## DATA
..........

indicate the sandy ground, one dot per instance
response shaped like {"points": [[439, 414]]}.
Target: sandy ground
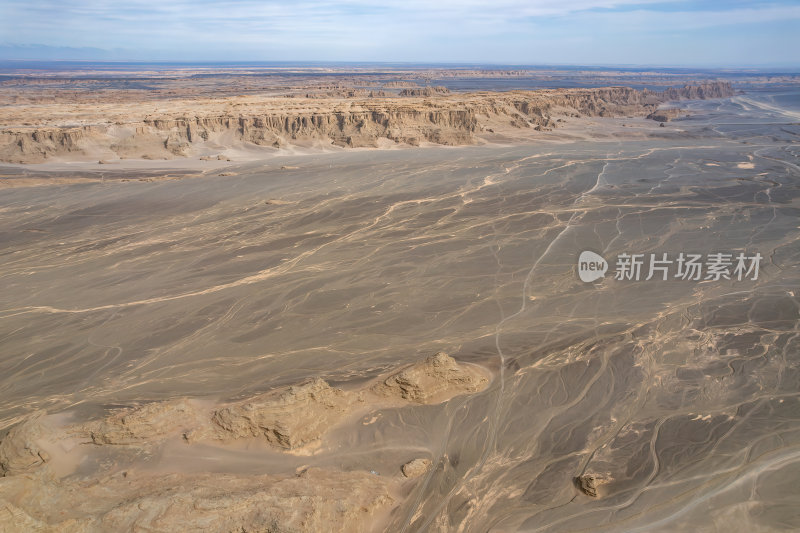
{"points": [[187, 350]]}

..........

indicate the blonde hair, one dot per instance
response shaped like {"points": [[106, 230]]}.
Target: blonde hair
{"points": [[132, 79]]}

..........

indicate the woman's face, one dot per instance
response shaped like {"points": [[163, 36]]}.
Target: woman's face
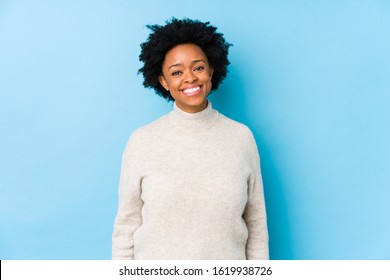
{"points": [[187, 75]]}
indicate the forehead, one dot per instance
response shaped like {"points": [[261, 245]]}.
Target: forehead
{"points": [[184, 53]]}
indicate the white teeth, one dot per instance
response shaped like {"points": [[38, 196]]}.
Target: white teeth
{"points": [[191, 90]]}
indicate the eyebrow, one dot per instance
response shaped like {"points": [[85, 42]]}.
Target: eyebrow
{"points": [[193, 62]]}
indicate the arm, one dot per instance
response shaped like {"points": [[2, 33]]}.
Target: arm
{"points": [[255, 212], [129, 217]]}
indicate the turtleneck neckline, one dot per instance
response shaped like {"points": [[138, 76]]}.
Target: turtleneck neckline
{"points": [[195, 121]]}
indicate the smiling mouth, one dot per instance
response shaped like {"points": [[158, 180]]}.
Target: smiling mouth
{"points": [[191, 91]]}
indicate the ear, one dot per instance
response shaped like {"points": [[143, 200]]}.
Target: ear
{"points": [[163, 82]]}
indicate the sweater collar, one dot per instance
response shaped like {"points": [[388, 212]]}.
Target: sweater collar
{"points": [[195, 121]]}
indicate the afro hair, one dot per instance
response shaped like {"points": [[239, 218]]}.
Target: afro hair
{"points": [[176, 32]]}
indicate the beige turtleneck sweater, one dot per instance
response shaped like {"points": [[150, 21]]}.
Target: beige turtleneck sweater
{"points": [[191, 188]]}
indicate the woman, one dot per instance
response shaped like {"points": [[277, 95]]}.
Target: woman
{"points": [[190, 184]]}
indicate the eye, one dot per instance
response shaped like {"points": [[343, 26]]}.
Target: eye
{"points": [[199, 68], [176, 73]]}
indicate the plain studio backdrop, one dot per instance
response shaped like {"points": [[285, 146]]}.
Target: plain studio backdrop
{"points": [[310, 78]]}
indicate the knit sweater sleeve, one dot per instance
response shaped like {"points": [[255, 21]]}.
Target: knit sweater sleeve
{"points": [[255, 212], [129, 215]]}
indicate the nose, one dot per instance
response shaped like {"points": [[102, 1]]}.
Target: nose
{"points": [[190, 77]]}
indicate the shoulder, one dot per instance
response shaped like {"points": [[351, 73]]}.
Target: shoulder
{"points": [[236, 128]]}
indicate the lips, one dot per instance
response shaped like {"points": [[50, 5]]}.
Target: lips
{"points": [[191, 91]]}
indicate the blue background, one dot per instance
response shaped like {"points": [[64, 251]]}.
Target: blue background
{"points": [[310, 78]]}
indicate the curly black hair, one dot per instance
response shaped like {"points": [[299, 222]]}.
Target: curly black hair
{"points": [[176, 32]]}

..........

## WHAT YOU WILL DO
Count the lines in the records that contain the word "beige". Reply with the number alone.

## OUTPUT FOR THIS TASK
2